**Document extract**
####

Tuesday, February 2, 2016

Dragon Boat Club of Boston: Dragon Boat Physics 101: Levers

Dragon Boat Club of Boston: Dragon Boat Physics 101: Levers: I have always been strongly against choking up on the paddle. Your bottom hand should be just above the blade and it should stay there. I&#3...

Tuesday, July 19, 2011

Another day as usual...in the waiting room

Well, today I woke up entirely exhausted again. This has been going on for about a couple weeks now. Some nights I sleep , usually with the assistance of yet another prescription that has taken up residency on my night table. Most nights it's a grueling fight to rest as my body writhes in pain, dripping sweats and just plain insomnia. This fatigue of late is different however. It's the, "I can barely function" sort of fatigue that grips every muscle and clouds my memory. I've had this sort of fatigue before in combination with other things I'm noticing. I've had sudden appetite changes and stabbing pains like lightning on my right side. Of course I've found every excuse to diminish or dismiss these things that have put a sudden brake on my life. For six weeks now, I have been nursing what is believed to be a possible injury although I never noticed a particular event that started all of this pain. I am fairly active and involved in water sports. I race competitively as a part of a dragon boat team and I also practice and exercise nearly every day. I have felt strong for the past several months. Occasionally I even join my husband for a run, although I find that rather boring compared to paddling on the water. We tease each other about which is more boring, paddling on a boat or running. In the end, we trump each others reasons and realize that although it's fun to prepare for a race, I go to practice to simply be on the water. He simply goes out the front door to run for the high and has not yet signed up for a race.

####

Referring expression pointing data:
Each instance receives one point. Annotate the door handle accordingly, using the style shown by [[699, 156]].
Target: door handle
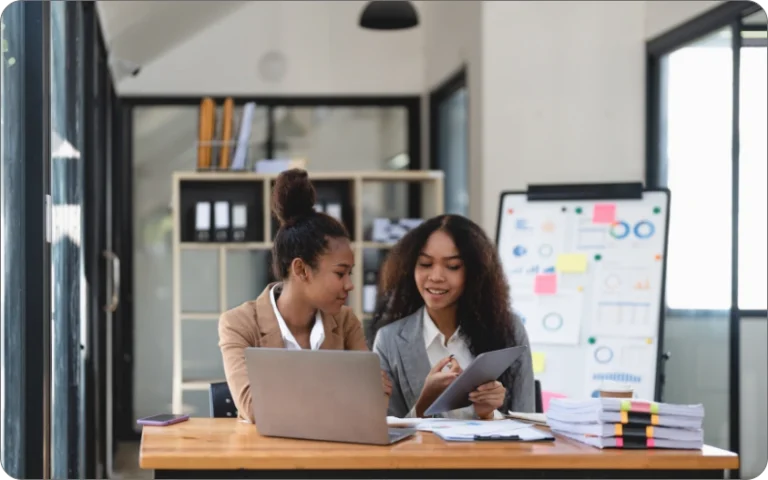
[[115, 296]]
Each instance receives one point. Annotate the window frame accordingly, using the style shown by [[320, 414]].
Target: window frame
[[727, 14], [28, 316]]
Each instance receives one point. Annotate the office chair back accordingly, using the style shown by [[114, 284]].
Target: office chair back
[[221, 403], [538, 402]]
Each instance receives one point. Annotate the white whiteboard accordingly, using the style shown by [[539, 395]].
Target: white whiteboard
[[586, 277]]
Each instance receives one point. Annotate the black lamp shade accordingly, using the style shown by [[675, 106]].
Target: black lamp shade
[[389, 15]]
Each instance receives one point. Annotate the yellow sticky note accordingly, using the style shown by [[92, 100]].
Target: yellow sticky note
[[538, 362], [571, 263]]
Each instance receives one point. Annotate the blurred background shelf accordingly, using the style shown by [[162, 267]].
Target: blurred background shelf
[[212, 277]]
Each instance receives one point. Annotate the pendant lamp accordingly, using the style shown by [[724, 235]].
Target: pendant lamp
[[389, 15]]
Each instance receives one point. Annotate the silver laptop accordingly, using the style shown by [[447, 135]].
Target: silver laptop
[[332, 395]]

####

**What is expected**
Revise the part of the blog page starting with "Dragon Boat Club of Boston: Dragon Boat Physics 101: Levers: I" and going on through "stay there. I&#3...", changing "bottom hand" to "lower hand". Rely only on the blog page to complete these.

**Your response**
Dragon Boat Club of Boston: Dragon Boat Physics 101: Levers: I have always been strongly against choking up on the paddle. Your lower hand should be just above the blade and it should stay there. I&#3...